If this magical message has worked for Trump, why wouldn’t it be equally effective in Kansas with a candidate who, in many ways, is just a mini version of the president? Kobach and Trump share many of the same personality traits, including immense egos and no reluctance to lie.
They are playing to similar audiences with the same anti-immigration rhetoric. They both appeal to the angry, fearful side of their followers. Add that to the massive built-in support from faithful Republicans who will vote the party line, and it is easy to see why a Trump victory portends a Kobach victory.
The foolish are assuming that “sensible” people will see through Trump once his lies become more apparent and more outrageous, and the loyalty to him will be lessened as his associates are found guilty of felonies.
Kobach’s following is just as impenetrable. No matter how many lies he tells or how many court battles he loses or how ludicrous his claims of widespread voter fraud become, there is no reason to believe that Kobach’s allies are not also Trump allies, and that Kobach, too, will hold on to his base, including nearly all Republicans. Those who are deluding themselves into believing that throngs of Republicans will abandon Kobach are the same people who cannot imagine how Trump, with all his erratic behavior, can possibly keep the vast majority of Republicans in his camp.

* [Extracted material]:
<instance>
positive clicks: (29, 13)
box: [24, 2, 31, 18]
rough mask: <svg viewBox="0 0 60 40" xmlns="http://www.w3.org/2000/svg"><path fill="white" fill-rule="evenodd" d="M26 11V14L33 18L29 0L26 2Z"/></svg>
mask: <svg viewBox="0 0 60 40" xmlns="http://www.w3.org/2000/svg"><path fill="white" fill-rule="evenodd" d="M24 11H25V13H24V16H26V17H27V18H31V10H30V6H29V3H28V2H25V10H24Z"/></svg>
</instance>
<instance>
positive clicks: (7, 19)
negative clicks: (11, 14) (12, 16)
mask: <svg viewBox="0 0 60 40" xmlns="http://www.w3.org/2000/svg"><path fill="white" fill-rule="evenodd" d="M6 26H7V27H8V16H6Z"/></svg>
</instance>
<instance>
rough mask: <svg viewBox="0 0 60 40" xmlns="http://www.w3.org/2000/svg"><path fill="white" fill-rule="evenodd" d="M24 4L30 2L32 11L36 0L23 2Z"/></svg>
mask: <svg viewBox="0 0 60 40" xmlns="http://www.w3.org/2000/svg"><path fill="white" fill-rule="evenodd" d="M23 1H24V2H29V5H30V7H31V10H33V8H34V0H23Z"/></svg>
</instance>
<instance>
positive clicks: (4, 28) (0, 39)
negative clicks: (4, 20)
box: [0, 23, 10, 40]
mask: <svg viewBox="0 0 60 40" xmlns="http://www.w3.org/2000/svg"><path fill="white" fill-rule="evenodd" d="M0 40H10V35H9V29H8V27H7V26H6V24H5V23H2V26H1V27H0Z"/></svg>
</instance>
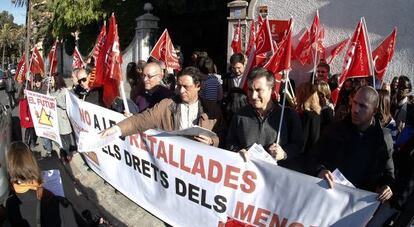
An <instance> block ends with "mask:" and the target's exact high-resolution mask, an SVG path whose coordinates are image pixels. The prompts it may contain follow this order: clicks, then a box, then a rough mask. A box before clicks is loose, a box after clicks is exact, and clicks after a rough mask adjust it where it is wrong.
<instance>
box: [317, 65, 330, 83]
mask: <svg viewBox="0 0 414 227" xmlns="http://www.w3.org/2000/svg"><path fill="white" fill-rule="evenodd" d="M330 70H331V67H330V66H329V65H328V63H326V62H325V61H324V60H321V61H320V63H319V64H318V66H317V67H316V75H315V82H314V84H319V82H320V81H325V82H327V83H328V82H329V73H330Z"/></svg>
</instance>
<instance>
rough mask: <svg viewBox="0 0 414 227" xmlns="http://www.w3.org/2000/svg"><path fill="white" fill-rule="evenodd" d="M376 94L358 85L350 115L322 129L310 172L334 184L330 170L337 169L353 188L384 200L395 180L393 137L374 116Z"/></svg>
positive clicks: (315, 149)
mask: <svg viewBox="0 0 414 227" xmlns="http://www.w3.org/2000/svg"><path fill="white" fill-rule="evenodd" d="M378 102H379V98H378V93H377V91H376V90H375V89H374V88H372V87H369V86H365V87H361V88H360V89H359V90H358V91H357V93H356V94H355V96H354V98H353V100H352V107H351V114H350V115H348V116H347V117H346V118H345V119H344V120H342V121H339V122H336V123H333V124H331V125H329V126H327V128H326V129H325V130H324V132H323V134H322V135H321V137H320V138H319V141H318V142H317V143H316V144H315V147H314V149H313V150H312V152H311V153H312V156H311V157H310V167H311V169H310V170H311V171H312V173H313V174H315V175H318V177H320V178H323V179H326V180H327V181H328V183H329V185H330V187H333V185H334V183H333V180H334V177H333V175H332V173H331V172H332V171H334V170H335V169H338V170H339V171H340V172H341V173H342V174H343V175H344V176H345V177H346V178H347V179H348V180H349V181H350V182H351V183H352V184H353V185H354V186H355V187H357V188H361V189H364V190H368V191H372V192H377V193H378V194H379V195H378V199H379V200H380V201H381V202H385V201H386V200H388V199H389V198H390V197H391V196H392V191H391V188H390V185H391V184H392V183H393V180H394V163H393V160H392V152H393V146H392V144H393V143H392V138H391V134H390V133H389V132H388V131H387V130H383V129H382V127H381V125H380V123H379V121H378V120H376V119H375V118H374V115H375V113H376V111H377V107H378Z"/></svg>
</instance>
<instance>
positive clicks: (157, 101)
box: [133, 62, 174, 112]
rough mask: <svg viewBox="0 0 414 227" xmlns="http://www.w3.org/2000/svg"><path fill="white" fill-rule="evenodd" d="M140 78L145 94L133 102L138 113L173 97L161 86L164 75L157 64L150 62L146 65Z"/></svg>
mask: <svg viewBox="0 0 414 227" xmlns="http://www.w3.org/2000/svg"><path fill="white" fill-rule="evenodd" d="M141 77H142V81H143V82H144V88H145V92H144V94H142V95H139V96H138V97H137V98H136V99H135V100H133V101H135V103H136V104H137V106H138V109H139V112H142V111H144V110H146V109H147V108H152V107H153V106H154V105H155V104H157V103H159V102H160V101H161V100H163V99H165V98H171V97H172V96H173V95H174V93H173V92H172V91H171V90H170V89H168V88H167V87H165V86H163V85H162V84H161V82H162V79H163V77H164V73H163V71H162V69H161V67H160V65H159V64H158V63H156V62H151V63H148V64H146V65H145V66H144V70H143V73H142V75H141Z"/></svg>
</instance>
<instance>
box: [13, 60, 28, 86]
mask: <svg viewBox="0 0 414 227" xmlns="http://www.w3.org/2000/svg"><path fill="white" fill-rule="evenodd" d="M26 71H27V65H26V54H25V53H23V56H22V58H21V59H20V61H19V64H18V65H17V70H16V75H15V78H14V80H15V81H17V82H18V83H22V82H24V81H26Z"/></svg>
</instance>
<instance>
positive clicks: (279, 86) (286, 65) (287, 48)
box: [263, 21, 293, 93]
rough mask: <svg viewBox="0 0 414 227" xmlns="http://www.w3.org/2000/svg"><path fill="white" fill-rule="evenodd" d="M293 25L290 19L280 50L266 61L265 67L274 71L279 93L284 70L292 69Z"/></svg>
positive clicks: (278, 49)
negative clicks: (288, 27)
mask: <svg viewBox="0 0 414 227" xmlns="http://www.w3.org/2000/svg"><path fill="white" fill-rule="evenodd" d="M292 26H293V23H292V21H290V26H289V30H288V33H287V34H286V35H285V37H284V38H283V40H282V41H281V43H280V46H279V48H278V50H277V51H276V52H275V53H274V54H273V56H272V57H271V58H270V60H269V61H268V62H267V63H266V65H265V66H263V67H264V68H266V69H268V70H269V71H271V72H272V73H273V75H274V76H275V79H276V83H275V92H276V93H279V89H280V81H281V79H282V74H281V73H282V71H283V70H288V69H290V60H291V55H292Z"/></svg>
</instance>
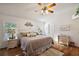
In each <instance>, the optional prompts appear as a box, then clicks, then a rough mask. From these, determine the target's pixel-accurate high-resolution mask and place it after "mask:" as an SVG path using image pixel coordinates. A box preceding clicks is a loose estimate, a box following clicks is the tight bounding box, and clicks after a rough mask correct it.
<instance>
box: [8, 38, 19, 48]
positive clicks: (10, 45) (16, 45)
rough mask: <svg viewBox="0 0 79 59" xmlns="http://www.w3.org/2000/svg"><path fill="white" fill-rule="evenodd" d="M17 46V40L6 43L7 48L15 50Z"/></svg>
mask: <svg viewBox="0 0 79 59" xmlns="http://www.w3.org/2000/svg"><path fill="white" fill-rule="evenodd" d="M17 46H18V40H17V39H10V40H8V42H7V48H8V49H9V48H15V47H17Z"/></svg>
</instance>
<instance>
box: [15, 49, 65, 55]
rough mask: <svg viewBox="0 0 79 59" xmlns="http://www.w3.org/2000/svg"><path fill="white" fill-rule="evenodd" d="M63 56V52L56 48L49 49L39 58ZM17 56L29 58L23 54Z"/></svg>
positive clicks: (20, 54)
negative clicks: (22, 56) (56, 56)
mask: <svg viewBox="0 0 79 59" xmlns="http://www.w3.org/2000/svg"><path fill="white" fill-rule="evenodd" d="M63 55H64V53H63V52H60V51H58V50H56V49H54V48H49V49H48V50H46V51H44V52H43V53H41V54H40V55H38V56H63ZM16 56H27V54H26V53H25V52H23V53H21V54H17V55H16Z"/></svg>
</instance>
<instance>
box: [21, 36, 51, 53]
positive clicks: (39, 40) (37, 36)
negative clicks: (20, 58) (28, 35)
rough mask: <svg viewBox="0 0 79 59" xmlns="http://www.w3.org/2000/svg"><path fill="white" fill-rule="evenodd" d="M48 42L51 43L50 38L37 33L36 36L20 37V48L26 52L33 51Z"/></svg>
mask: <svg viewBox="0 0 79 59" xmlns="http://www.w3.org/2000/svg"><path fill="white" fill-rule="evenodd" d="M50 44H52V38H51V37H48V36H43V35H38V36H36V37H22V38H21V48H22V50H26V51H27V52H28V53H33V52H34V51H35V50H37V49H40V48H41V47H44V46H45V47H46V45H50Z"/></svg>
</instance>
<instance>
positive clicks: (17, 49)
mask: <svg viewBox="0 0 79 59" xmlns="http://www.w3.org/2000/svg"><path fill="white" fill-rule="evenodd" d="M52 48H53V47H52ZM56 49H57V50H60V51H62V52H64V56H79V48H78V47H68V48H64V49H58V48H56ZM18 54H22V50H21V49H20V47H17V48H13V49H9V50H7V49H0V56H16V55H18Z"/></svg>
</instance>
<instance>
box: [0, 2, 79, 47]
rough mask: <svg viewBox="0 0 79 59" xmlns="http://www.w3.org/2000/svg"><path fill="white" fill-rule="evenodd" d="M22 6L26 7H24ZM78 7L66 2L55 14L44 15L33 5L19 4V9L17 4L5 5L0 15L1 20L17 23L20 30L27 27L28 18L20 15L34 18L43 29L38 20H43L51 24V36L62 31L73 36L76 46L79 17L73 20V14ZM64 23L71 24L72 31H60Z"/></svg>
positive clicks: (59, 8)
mask: <svg viewBox="0 0 79 59" xmlns="http://www.w3.org/2000/svg"><path fill="white" fill-rule="evenodd" d="M18 6H19V5H18ZM2 7H3V6H2ZM22 7H23V8H24V9H22ZM56 7H57V6H56ZM76 7H77V5H74V4H64V3H63V4H59V5H58V7H57V9H58V10H56V11H55V12H54V13H53V14H48V15H44V16H43V15H40V13H35V12H34V10H32V9H34V8H32V7H31V6H30V7H27V8H26V7H25V6H21V7H20V6H19V7H18V8H19V9H18V8H17V6H16V5H15V6H14V5H12V6H11V5H8V6H6V5H4V7H3V8H2V9H1V12H2V11H3V13H2V14H3V16H0V20H4V22H5V21H9V22H14V23H16V24H17V30H18V31H25V30H26V27H25V26H24V24H25V21H26V20H27V19H24V18H20V17H27V18H31V19H33V21H32V22H33V23H34V22H35V24H38V26H40V27H42V29H43V26H42V25H41V23H39V22H38V21H43V22H44V23H49V24H50V36H52V37H53V38H54V37H55V36H57V34H61V33H62V34H66V35H70V36H71V38H72V39H71V40H72V41H74V42H75V43H76V46H79V18H77V19H75V20H72V15H73V13H74V10H75V8H76ZM12 8H13V9H12ZM25 8H26V9H28V8H29V10H28V11H26V9H25ZM30 8H31V9H30ZM35 8H36V7H35ZM7 10H8V12H7ZM9 10H10V13H9ZM18 10H19V11H18ZM32 12H33V13H32ZM4 14H6V15H7V14H8V15H7V16H5V15H4ZM10 15H11V16H10ZM12 15H15V16H20V17H14V16H12ZM34 20H38V21H34ZM62 25H70V31H60V30H59V27H60V26H62ZM1 37H2V36H1Z"/></svg>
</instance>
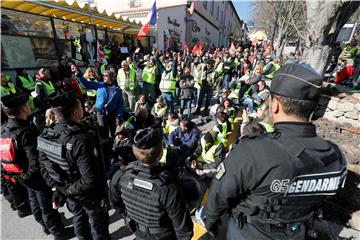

* [Set of tasks]:
(1) In the passage on Kobach and Trump, which personality traits do the two men share?
(2) List every circumstance that, according to the passage on Kobach and Trump, will not cost Kobach his base.
(3) Write a continuation of the passage on Kobach and Trump, starting after its final sentence.
The data plays no role in any of this.

* [Activity answers]:
(1) Immense egos and no reluctance to lie.

(2)
- How many lies he tells
- How many court battles he loses
- How ludicrous his claims of widespread voter fraud become

(3)
The idea that independent Greg Orman is going to capture chunks of disgruntled Kobach Republicans is a fairy tale. Ditto for Democrat Laura Kelly. Despite all the howling about how awful Kobach is, even from Republicans, there is no reason to doubt that at least eight out of 10 Republicans will approve of Kobach, too. And many within the other 20 percent will stick with him, just because he is a Republican, whether they approve of him or not.
Republicans make up about 40 percent of the electorate, both nationally and in Kansas. If the non-Republicans fragment themselves into two camps, it is virtually impossible to beat Kobach. Granted, Kobach’s overall popularity with Kansans of all political stripes is very low, according to statewide polls. But that does not necessarily translate into Republicans abandoning their nominee.
A Republican mutiny over Kobach is as preposterous as it ever was with Trump. And Kobach will have an advantage that Trump never had — the gift of a competitive three-way race.